Given request:
Rewrite all of the data below with every "Tag" replaced by "Mark" and everything else left unchanged, omitting the pictures.

[Coordinate labeling data]

-*-

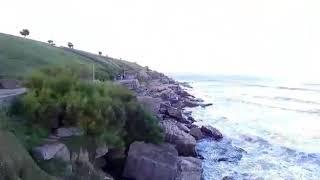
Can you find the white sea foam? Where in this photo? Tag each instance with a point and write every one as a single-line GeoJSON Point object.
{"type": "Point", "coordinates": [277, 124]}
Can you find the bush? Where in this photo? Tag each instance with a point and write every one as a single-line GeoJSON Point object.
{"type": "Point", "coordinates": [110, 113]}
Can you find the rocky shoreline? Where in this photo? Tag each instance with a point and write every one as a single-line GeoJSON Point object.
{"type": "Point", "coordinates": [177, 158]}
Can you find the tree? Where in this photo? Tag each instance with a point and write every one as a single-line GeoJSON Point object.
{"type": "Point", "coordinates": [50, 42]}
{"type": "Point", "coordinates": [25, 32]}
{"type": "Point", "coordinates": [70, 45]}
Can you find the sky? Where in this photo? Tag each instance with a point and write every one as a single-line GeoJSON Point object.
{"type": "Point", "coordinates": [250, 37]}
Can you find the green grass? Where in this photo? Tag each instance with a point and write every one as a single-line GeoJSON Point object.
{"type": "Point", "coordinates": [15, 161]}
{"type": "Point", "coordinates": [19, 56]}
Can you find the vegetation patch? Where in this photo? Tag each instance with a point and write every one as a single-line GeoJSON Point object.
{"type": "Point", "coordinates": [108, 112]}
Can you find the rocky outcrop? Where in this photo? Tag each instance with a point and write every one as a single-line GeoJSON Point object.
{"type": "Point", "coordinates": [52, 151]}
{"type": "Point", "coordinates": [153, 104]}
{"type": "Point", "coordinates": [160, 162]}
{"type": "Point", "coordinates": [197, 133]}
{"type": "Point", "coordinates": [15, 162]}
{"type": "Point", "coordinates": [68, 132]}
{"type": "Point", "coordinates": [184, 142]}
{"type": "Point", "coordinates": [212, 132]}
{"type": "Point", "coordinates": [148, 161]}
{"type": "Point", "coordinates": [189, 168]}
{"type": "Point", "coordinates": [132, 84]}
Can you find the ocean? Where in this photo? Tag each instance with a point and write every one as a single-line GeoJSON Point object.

-*-

Answer for this exercise:
Can you find the white sea foam? Where in this photo? Mark each instance with a point and write every one as a single-line GeoJSON Point object.
{"type": "Point", "coordinates": [277, 124]}
Can you find the bush? Where in this photo? Mark each instance with a point and write every one as a single-line GeoJSON Point object.
{"type": "Point", "coordinates": [110, 113]}
Can you find the rocky shoreline? Where in this photo? Mark each instance with a point and write every one as a single-line GeoJSON Point object.
{"type": "Point", "coordinates": [177, 158]}
Can you find the tree? Where in this photo? Mark each instance with a point and write every one as a single-line GeoJSON Point object.
{"type": "Point", "coordinates": [50, 42]}
{"type": "Point", "coordinates": [25, 32]}
{"type": "Point", "coordinates": [70, 45]}
Can you find the sky? Where in this photo? Mark each instance with a point and write every one as a single-line GeoJSON Point object.
{"type": "Point", "coordinates": [250, 37]}
Can you find the green grass? Where in this photo? Mark each instance with a point and write every one as a single-line GeoJSON Point object.
{"type": "Point", "coordinates": [15, 161]}
{"type": "Point", "coordinates": [19, 56]}
Can you find the vegetation patch? Where in this photo? Mark each instance with a point and write every one as a single-line GeoJSON Point object.
{"type": "Point", "coordinates": [108, 112]}
Can you find the rocky outcrop? Where in this photo? Mark each instance with a point and write every one as a single-line GeoJSON Point object.
{"type": "Point", "coordinates": [52, 151]}
{"type": "Point", "coordinates": [153, 104]}
{"type": "Point", "coordinates": [160, 162]}
{"type": "Point", "coordinates": [197, 133]}
{"type": "Point", "coordinates": [15, 162]}
{"type": "Point", "coordinates": [68, 132]}
{"type": "Point", "coordinates": [184, 142]}
{"type": "Point", "coordinates": [212, 132]}
{"type": "Point", "coordinates": [148, 161]}
{"type": "Point", "coordinates": [189, 168]}
{"type": "Point", "coordinates": [132, 84]}
Can you find the ocean? Where in this photo? Mark each instance with a point and write every one as a single-line GeoJSON Point object.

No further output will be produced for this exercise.